** Enunciado 1 **
Transcreva o trecho da entrevista sobre arritmias cardíacas começando em "A mensagem fundamental, é" e seguindo até "quais são eles?".
** Enunciado 2 **
Responda, com base na entrevista sobre arritmias cardíacas:
(a) Em que país existe um sistema que aciona pessoas treinadas que estão próximas a uma vítima?
(b) Acima de qual idade a incidência de doenças cardíacas começa a ser maior?
(c) Quais são os sinais realmente de alerta?
** Enunciado 3 **
Retome a entrevista sobre arritmias cardíacas e prossiga a partir da última frase apresentada.

── Trecho do documento ──

No Japão, existe um aplicativo em que, se uma pessoa tem uma parada cardíaca na rua, você aciona na hora o socorro e ele mostra onde está o desfibrilador mais perto. Na Dinamarca, existe um sistema que aciona pessoas que são treinadas e que estão próximas a uma vítima para que ela chegue às vezes até antes de uma ambulância. O tempo é sempre fundamental, se não tiver um atendimento em minutos há poucas chances de a pessoa sobreviver.

Qual a orientação para o público geral? Quem deve buscar uma avaliação para saber se tem uma arritmia?

Pessoas que fazem atividade física de maior intensidade devem passar por um exame de screening. Mesmo que não tenham nenhum sintoma e que sejam saudáveis. Esse screening pode ser uma avaliação médica, um exame clínico, um eletrocardiograma, pelo menos. Além disso, pessoas que têm histórico de morte súbita ou de doença cardíaca na família.

Aqueles acima dos 40 anos de idade, em que a incidência de doenças cardíacas começa a ser maior, também devem ser avaliadas. Buscar um exame periódico que avalie o estado do coração passa a ser mais importante. São as três situações que vejo ser importante.

A mensagem fundamental, é que, infelizmente, mesmo que tudo pareça estar muito saudável, não obrigatoriamente está. Há doenças que vão evoluindo gradativamente de maneira silenciosa, que só conseguimos detectar com exames mais refinados, e as arritmias são uma delas.

Elas sempre são silenciosas? Nos casos em que provocam sintomas, quais são eles?

Elas podem ser sempre assintomáticas ou manifestarem sintomas. Quando eles ocorrem, os mais comuns são as palpitações, o coração acelerado, batendo em ritmo descompassado. Também pode causar falta de ar, cansaço excessivo. Mas os sinais realmente de alerta são as tonturas inexplicadas e os desmaios. Esses dois são muito relevantes porque podem significar uma arritmia de maior perigo.

Quais são os principais riscos do exercício físico nesses casos?

O exercício físico é excelente para a saúde. Mas pessoas que têm doenças no coração têm risco mais elevado, especialmente frente a um esforço de alta intensidade. Cada caso é um caso, existem doenças que são transitórias, então às vezes a pessoa pode ser retirada momentaneamente da atividade física e tratar a arritmia e, em outros, a doença é mais grave e infelizmente o paciente precisa ser retirado permanentemente. Vai depender da avaliação individual.

Sobre as mortes súbitas, temos muitas fake news hoje, especialmente com vacinas. Existe alguma relação?

───
── Dados extraídos ──

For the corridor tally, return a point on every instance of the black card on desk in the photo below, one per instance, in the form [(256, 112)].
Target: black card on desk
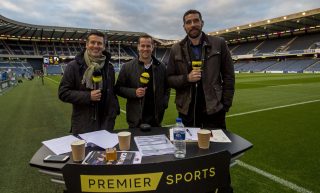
[(99, 158)]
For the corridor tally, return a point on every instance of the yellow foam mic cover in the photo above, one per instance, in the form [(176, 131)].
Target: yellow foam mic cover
[(96, 79), (144, 78), (196, 65)]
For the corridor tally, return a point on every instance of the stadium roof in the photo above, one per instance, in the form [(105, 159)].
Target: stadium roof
[(10, 29), (298, 23)]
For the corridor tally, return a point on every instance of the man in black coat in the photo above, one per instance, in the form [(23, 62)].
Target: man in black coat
[(88, 84), (146, 101)]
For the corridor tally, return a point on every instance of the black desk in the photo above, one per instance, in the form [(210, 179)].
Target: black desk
[(236, 149)]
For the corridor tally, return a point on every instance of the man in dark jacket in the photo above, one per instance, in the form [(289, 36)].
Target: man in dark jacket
[(146, 101), (88, 84), (200, 68)]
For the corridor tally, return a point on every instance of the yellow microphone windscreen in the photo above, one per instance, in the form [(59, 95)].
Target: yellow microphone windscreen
[(197, 65), (144, 78)]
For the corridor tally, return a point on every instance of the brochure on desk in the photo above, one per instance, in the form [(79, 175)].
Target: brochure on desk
[(123, 157), (217, 135), (154, 145)]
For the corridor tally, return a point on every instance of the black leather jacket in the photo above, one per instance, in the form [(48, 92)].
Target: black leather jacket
[(218, 77)]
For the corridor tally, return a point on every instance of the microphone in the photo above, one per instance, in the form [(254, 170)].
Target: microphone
[(96, 78), (196, 64), (144, 78)]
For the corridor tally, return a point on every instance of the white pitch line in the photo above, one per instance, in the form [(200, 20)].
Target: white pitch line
[(52, 80), (272, 108), (274, 178)]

───

** Resultado da tarefa 1 **
A mensagem fundamental, é que, infelizmente, mesmo que tudo pareça estar muito saudável, não obrigatoriamente está. Há doenças que vão evoluindo gradativamente de maneira silenciosa, que só conseguimos detectar com exames mais refinados, e as arritmias são uma delas.

Elas sempre são silenciosas? Nos casos em que provocam sintomas, quais são eles?

** Resultado da tarefa 2 **
(a) Na Dinamarca.
(b) Acima dos 40 anos.
(c) As tonturas inexplicadas e os desmaios.

** Resultado da tarefa 3 **
Vemos muitas pessoas atribuindo arritmia a vacinas, mas isso carece de uma real comprovação científica. O assunto foi muito politizado e acabou misturando as coisas. E há pessoas que realmente ficam preocupadas e são contaminadas com essa ideia. Mas essa relação não existe à luz do conhecimento científico.

Hoje as doenças cardíacas são as principais causas de morte, mas temos uma tendência de que o câncer as ultrapasse. Por que?

É aterrorizante o aumento da ocorrência de câncer, inclusive em pessoas mais jovens, e o tratamento não evoluiu na mesma proporção. Ao mesmo tempo, há uma contribuição da curva de mortalidade por doenças do coração, que é menor. Morre-se menos de infarto, menos de doenças cardíacas no geral, porque os tratamentos melhoraram muito nos últimos 30 anos. Insuficiência cardíaca, por exemplo, que mata muito, hoje tem muitos tratamentos com novos medicamentos, marcapassos, desfibriladores, que melhoraram muito o prognóstico.

Principalmente o tratamento da fibrilação atrial com ablação por cateter, melhora o prognóstico, melhora a sobrevida, é um grande benefício para os pacientes. Então hoje temos novas técnicas que são praticamente uma revolução no tratamento das arritmias.

Quais gargalos ainda existem?

Temos pacientes com doenças muito avançadas que são difíceis de reverter, casos em que o coração já tem muita fibrose na musculatura. E principalmente a cardio-oncologia. Muitos tratamentos de câncer têm como efeito colateral o acometimento cardíaco. Esse é um gargalo que cresce muito, porque os pacientes oncológicos vão sobrevivendo mais e tomando mais remédios.